* **Excerpted passage**
▼
Methodological and Resource Contributions

This is primarily a Methodological paper ($\Psi_{\text{Method}}$) that introduces a novel pipeline (MERMaid) for extracting structured chemical data from unstructured PDF documents. It proposes a specific architecture combining fine-tuned vision models (VisualHeist) with vision-language models (DataRaider) and a retrieval-augmented generation system (KGWizard) to solve the problem of multimodal data ingestion.

Secondarily, it is a Resource paper ($\Psi_{\text{Resource}}$) as it releases the source code, prompts, and a new benchmark dataset (MERMaid-100) consisting of annotated reaction data across three chemical domains.

The Inaccessibility of Diagrammatic Reaction Data

  • Data Inaccessibility: A significant volume of chemical knowledge currently resides in “print-optimized” PDF formats, specifically within graphical elements like figures, schemes, and tables, which resist standard text mining.
  • Limitations of Prior Work: Existing tools (e.g., ChemDataExtractor, OpenChemIE) focus primarily on text, struggle with multimodal parsing, or lack the “contextual awareness” needed to interpret implicit information (e.g., “standard conditions” with modifications in optimization tables).
▲
* **Listed entries**
▼
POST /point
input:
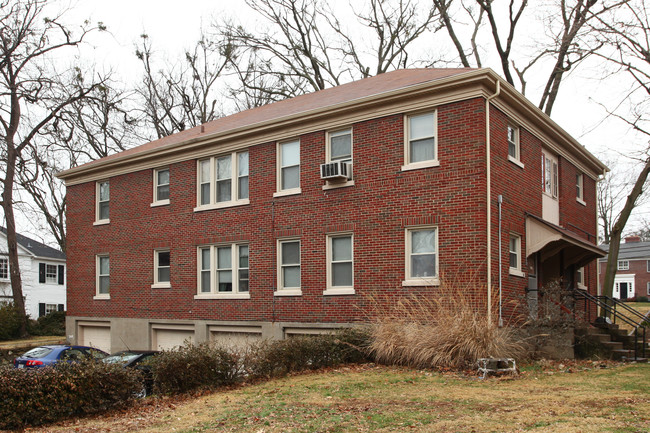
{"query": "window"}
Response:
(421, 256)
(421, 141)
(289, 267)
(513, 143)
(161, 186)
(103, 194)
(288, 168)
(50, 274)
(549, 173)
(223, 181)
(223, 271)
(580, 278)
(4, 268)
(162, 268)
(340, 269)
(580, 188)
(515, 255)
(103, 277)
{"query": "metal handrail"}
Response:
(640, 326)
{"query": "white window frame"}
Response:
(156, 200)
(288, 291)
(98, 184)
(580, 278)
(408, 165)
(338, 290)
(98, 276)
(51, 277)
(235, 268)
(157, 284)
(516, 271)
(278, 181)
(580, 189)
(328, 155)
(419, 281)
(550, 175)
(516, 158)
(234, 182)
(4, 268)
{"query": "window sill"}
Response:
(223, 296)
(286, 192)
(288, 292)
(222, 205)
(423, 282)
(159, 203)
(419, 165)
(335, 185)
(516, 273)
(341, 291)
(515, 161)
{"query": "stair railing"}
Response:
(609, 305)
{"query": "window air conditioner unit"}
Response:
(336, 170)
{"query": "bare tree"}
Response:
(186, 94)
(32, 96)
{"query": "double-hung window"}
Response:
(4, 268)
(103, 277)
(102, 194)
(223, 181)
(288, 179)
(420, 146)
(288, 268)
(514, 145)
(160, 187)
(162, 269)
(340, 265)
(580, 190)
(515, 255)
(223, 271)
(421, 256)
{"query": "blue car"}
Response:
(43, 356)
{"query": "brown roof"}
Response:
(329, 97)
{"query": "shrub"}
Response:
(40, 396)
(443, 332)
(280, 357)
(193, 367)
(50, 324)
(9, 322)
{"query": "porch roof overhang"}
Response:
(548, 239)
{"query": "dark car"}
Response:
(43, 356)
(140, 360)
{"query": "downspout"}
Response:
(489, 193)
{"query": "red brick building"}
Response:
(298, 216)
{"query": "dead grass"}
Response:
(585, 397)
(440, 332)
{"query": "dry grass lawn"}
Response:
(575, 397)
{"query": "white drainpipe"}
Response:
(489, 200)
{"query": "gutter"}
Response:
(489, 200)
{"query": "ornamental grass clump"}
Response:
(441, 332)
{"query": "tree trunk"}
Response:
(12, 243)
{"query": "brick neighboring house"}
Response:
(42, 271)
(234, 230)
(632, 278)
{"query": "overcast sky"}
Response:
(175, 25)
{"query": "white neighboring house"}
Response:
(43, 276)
▲
▼
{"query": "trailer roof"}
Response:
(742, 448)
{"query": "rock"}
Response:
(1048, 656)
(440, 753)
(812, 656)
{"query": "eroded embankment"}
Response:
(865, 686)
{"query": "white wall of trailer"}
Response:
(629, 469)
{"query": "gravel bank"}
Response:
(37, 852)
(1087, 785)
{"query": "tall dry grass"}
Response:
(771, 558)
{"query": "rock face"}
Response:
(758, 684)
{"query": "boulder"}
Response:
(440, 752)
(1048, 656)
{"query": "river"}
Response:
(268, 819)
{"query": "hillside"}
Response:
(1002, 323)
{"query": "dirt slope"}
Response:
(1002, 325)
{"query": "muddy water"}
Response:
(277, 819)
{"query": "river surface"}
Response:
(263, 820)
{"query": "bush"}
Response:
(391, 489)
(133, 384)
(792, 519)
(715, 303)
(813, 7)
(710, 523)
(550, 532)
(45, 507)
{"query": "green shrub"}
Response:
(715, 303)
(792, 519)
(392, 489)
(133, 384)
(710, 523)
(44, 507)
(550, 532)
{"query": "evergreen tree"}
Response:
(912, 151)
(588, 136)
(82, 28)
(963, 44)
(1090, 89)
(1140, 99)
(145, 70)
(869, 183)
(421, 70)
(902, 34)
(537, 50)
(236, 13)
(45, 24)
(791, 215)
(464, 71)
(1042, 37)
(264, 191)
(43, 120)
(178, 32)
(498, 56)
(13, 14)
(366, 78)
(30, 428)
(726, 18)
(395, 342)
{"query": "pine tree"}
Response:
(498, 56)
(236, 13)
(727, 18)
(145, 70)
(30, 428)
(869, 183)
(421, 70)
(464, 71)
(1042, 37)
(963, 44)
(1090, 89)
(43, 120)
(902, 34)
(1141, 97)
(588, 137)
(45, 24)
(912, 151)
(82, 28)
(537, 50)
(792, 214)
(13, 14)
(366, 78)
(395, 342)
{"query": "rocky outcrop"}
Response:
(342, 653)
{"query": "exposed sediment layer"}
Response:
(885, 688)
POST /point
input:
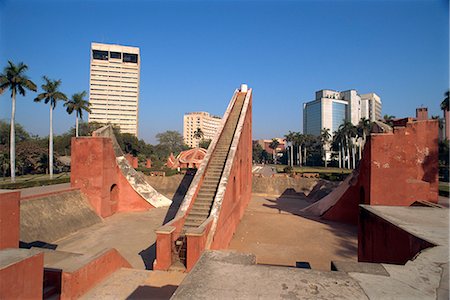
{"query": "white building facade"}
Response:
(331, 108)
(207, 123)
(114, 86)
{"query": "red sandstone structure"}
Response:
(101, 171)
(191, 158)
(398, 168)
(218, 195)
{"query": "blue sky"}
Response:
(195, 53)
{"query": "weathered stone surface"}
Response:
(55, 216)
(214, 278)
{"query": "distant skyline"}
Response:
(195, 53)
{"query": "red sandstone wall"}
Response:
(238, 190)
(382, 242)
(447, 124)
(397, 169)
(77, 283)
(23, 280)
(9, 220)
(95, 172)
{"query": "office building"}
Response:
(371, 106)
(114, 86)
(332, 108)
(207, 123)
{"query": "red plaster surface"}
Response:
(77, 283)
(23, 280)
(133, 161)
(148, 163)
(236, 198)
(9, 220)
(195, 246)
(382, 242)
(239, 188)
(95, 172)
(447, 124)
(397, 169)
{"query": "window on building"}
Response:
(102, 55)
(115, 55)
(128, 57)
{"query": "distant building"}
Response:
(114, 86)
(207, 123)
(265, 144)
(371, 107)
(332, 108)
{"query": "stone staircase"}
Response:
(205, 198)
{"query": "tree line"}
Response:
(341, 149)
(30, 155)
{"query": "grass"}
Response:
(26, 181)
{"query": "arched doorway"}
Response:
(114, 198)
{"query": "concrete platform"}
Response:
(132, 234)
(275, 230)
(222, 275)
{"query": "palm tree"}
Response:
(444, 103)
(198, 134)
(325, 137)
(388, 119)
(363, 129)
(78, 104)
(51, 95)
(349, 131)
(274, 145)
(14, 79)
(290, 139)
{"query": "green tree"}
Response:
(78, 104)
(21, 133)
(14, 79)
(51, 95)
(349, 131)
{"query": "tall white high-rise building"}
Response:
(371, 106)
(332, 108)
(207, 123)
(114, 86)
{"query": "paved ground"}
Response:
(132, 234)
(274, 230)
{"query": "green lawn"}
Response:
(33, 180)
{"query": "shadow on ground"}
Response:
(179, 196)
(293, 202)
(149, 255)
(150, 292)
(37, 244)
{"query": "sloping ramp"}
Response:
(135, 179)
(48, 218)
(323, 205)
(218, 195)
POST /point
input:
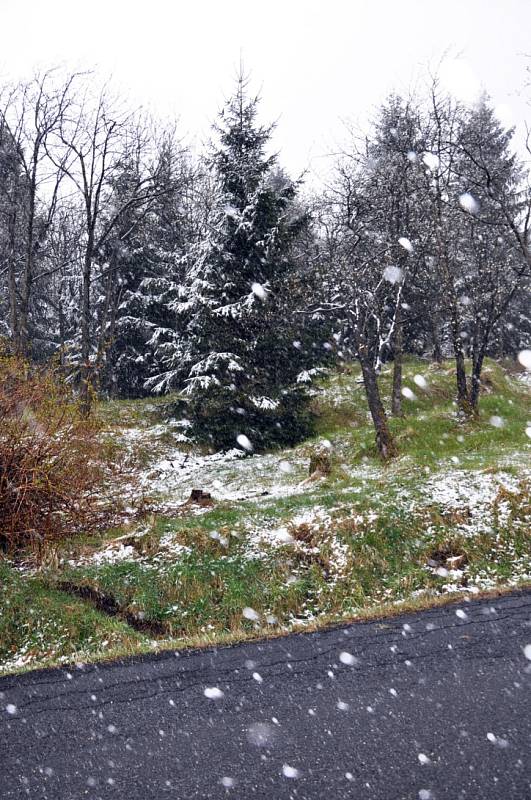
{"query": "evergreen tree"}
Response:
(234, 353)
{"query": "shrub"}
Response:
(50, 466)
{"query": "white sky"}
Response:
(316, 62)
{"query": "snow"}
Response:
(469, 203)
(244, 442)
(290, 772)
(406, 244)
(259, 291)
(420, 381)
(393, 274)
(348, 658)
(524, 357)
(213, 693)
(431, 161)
▲
* **Actions to take**
1. In the MERMaid paper summary, take the part that opens with the words containing "Secondarily, it is" and closes with "standard text mining.", and write it out again, substituting "reference dataset" for "benchmark dataset".
2. Translate this sentence from the MERMaid paper summary into Spanish: "It proposes a specific architecture combining fine-tuned vision models (VisualHeist) with vision-language models (DataRaider) and a retrieval-augmented generation system (KGWizard) to solve the problem of multimodal data ingestion."
3. Finish out the next part of the MERMaid paper summary, starting after its last sentence.
The listing above is separate material, unrelated to the MERMaid paper summary.

* **Outputs by task**
1.
Secondarily, it is a Resource paper ($\Psi_{\text{Resource}}$) as it releases the source code, prompts, and a new reference dataset (MERMaid-100) consisting of annotated reaction data across three chemical domains.

The Inaccessibility of Diagrammatic Reaction Data

  • Data Inaccessibility: A significant volume of chemical knowledge currently resides in “print-optimized” PDF formats, specifically within graphical elements like figures, schemes, and tables, which resist standard text mining.

2. Propone una arquitectura específica que combina modelos de visión ajustados (VisualHeist) con modelos de visión y lenguaje (DataRaider) y un sistema de generación aumentada por recuperación (KGWizard) para resolver el problema de la ingesta de datos multimodales.

3.
  • Need for Structured Data: To enable self-driving laboratories and data-driven discovery, this unstructured literature must be converted into machine-actionable formats like knowledge graphs.

The MERMaid Pipeline: Vision Models and LLM RAG

  • VisualHeist (Fine-tuned Segmentation): A custom fine-tuned model based on Microsoft’s Florence-2 that accurately segments figures, captions, and footnotes, even in messy supplementary materials.
  • DataRaider (Context-Aware Extraction): A VLM-powered module (using GPT-4o) with a two-step prompt framework that performs “self-directed context completion.” It can infer missing reaction parameters from context and resolve footnote labels (e.g., linking “condition a” in a table to its footnote description).
  • KGWizard (Schema-Adaptive Graph Construction): A text-to-graph engine that uses LLMs as higher-order functions to synthesize parsers dynamically. It employs Retrieval-Augmented Generation (RAG) to check for existing nodes during creation, implicitly resolving coreferences (e.g., unifying “MeCN” and “Acetonitrile”).
  • Topic-Agnostic Design: MERMaid features a flexible design that works across three distinct domains: organic electrosynthesis, photocatalysis, and organic synthesis.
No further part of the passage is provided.